* **Assignment**: Look through the entries below and report every line that has "Draw".
________________________
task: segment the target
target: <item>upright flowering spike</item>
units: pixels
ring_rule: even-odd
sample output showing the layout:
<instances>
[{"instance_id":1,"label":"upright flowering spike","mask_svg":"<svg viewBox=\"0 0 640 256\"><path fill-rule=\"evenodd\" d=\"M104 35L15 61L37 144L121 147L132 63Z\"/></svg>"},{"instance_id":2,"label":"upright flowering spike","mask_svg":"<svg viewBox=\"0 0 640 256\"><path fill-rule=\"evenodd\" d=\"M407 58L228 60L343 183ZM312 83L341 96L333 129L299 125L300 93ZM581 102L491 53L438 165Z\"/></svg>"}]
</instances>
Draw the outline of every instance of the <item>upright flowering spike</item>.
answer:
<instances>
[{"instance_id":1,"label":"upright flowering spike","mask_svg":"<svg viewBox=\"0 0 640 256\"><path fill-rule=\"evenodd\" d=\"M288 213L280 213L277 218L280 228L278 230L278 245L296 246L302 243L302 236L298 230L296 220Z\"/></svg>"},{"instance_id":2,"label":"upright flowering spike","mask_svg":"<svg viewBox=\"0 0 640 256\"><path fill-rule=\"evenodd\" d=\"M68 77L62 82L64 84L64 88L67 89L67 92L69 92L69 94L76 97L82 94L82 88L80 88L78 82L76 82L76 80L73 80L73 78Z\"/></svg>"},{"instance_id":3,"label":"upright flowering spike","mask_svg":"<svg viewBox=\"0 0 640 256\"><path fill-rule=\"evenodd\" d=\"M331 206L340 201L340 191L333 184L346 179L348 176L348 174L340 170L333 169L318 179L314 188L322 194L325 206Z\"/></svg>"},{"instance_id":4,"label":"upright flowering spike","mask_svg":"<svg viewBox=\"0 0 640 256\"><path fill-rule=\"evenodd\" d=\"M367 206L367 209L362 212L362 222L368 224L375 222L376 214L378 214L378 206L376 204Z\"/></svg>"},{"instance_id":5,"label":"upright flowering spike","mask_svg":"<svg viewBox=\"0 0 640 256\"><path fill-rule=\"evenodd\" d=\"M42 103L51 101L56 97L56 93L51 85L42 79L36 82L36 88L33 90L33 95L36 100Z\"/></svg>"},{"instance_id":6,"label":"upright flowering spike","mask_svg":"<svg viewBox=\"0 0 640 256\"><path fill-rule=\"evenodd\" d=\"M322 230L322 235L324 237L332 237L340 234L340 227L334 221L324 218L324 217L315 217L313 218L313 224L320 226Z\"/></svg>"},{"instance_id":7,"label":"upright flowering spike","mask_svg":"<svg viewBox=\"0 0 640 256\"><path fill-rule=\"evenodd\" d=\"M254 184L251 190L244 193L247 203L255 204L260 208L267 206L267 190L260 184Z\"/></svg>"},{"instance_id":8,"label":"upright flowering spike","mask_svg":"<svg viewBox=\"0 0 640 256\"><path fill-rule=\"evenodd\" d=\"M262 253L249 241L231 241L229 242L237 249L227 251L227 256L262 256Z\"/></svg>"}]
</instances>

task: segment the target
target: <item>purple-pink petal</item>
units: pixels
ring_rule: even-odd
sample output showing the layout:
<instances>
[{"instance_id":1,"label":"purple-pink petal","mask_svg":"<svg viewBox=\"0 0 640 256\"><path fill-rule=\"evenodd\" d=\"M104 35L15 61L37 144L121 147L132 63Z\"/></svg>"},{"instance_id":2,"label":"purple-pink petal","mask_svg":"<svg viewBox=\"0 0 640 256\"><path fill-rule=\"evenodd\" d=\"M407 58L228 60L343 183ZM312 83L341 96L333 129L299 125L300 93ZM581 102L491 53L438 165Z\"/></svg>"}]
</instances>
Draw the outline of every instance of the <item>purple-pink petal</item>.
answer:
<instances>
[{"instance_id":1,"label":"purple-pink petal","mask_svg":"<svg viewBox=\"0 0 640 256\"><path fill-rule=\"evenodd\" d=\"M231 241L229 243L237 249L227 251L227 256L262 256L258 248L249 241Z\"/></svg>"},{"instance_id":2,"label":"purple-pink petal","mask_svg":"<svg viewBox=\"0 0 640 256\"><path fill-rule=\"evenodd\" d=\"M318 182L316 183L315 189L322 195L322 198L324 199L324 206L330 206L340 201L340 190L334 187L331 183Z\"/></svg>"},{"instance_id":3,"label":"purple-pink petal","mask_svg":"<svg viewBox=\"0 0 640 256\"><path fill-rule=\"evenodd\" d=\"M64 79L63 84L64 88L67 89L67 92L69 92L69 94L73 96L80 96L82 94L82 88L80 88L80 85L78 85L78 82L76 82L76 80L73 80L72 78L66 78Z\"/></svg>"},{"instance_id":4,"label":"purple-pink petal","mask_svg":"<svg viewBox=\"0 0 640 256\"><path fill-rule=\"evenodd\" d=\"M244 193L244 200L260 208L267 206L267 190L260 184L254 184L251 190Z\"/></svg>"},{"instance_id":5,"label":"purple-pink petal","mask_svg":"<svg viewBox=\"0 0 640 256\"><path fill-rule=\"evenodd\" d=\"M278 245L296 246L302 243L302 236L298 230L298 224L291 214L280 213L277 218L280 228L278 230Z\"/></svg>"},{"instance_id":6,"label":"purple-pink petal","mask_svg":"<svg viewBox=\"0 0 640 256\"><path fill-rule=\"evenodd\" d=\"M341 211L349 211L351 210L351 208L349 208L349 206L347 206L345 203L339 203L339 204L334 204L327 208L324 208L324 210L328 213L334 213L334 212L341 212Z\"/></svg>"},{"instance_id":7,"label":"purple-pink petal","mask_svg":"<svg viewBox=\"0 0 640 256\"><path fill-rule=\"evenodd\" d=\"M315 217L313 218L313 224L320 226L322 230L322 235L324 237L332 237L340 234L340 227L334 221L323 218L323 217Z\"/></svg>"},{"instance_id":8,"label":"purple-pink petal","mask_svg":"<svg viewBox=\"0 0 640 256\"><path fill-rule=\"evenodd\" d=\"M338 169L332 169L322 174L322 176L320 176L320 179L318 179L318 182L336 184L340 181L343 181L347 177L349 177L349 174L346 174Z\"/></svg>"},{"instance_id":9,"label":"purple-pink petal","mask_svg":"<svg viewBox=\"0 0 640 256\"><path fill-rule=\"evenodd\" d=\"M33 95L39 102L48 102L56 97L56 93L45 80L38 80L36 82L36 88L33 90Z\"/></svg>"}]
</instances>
________________________
* **Expected answer**:
Draw the outline of every instance of the <item>upright flowering spike</item>.
Draw the outline of every instance of the <item>purple-pink petal</item>.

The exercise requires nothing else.